• _Activity_: Your copy must hold all of the data below, unchanged and without images.

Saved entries

■ ■ ■

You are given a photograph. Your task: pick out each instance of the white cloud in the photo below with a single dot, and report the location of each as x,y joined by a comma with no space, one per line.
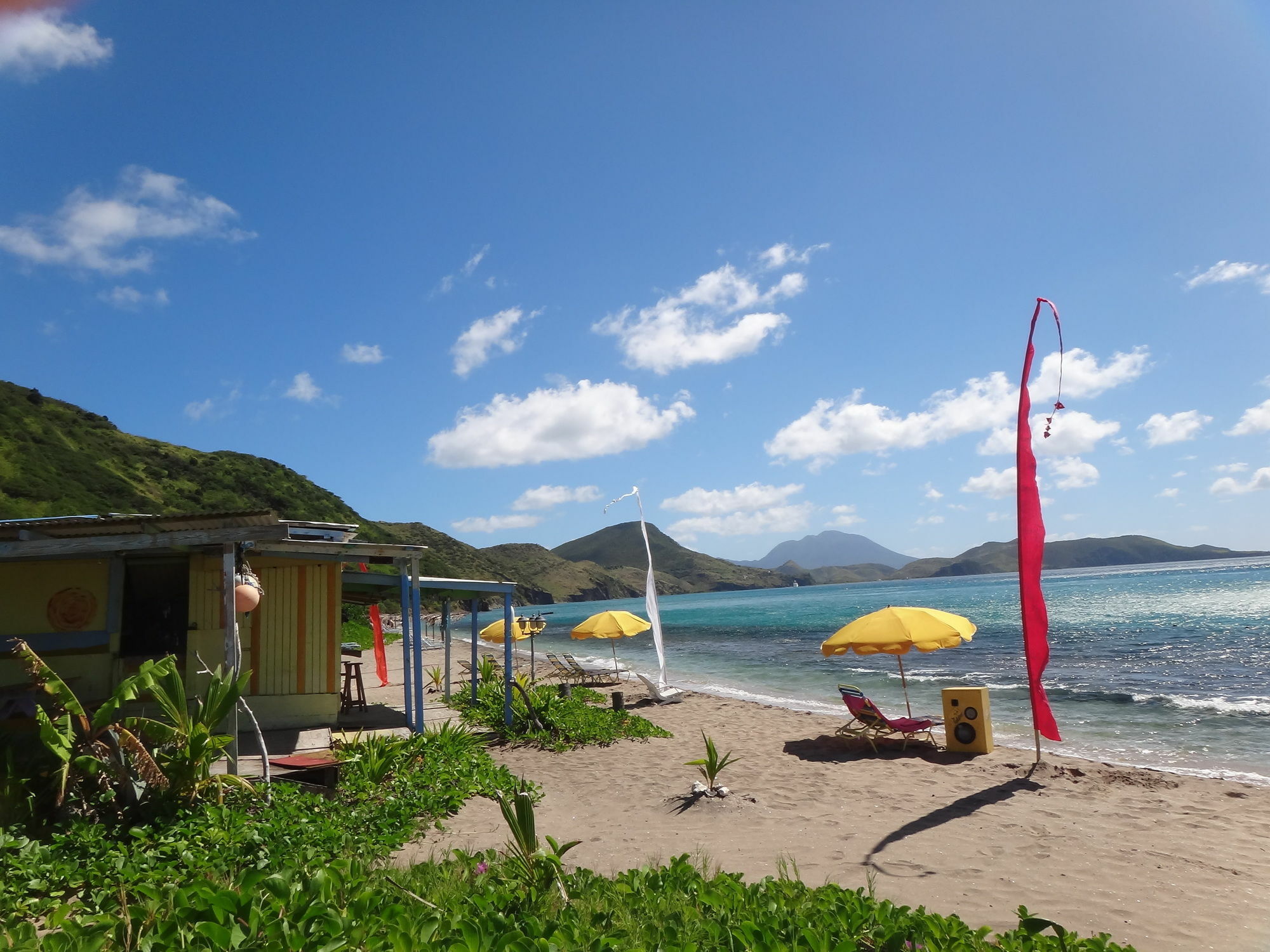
782,256
1073,433
304,389
496,333
835,428
129,299
994,484
783,519
718,502
361,354
496,524
844,516
1225,272
551,497
698,324
1178,428
98,234
1074,473
465,271
1229,486
1257,420
570,422
199,409
43,41
1085,378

■ ■ ■

• _Answer to this problem_:
You are given a photograph. Your task: pick out each instance of the white cloud in the photo below with a single dot, and report the location of each as x,y joined by a comma with no space, one per line.
782,256
1073,433
304,389
496,333
835,428
129,299
994,484
783,519
718,502
361,354
496,524
844,516
1225,272
551,497
698,324
1178,428
98,234
1074,473
465,271
1229,486
1257,420
570,422
199,409
43,41
1085,378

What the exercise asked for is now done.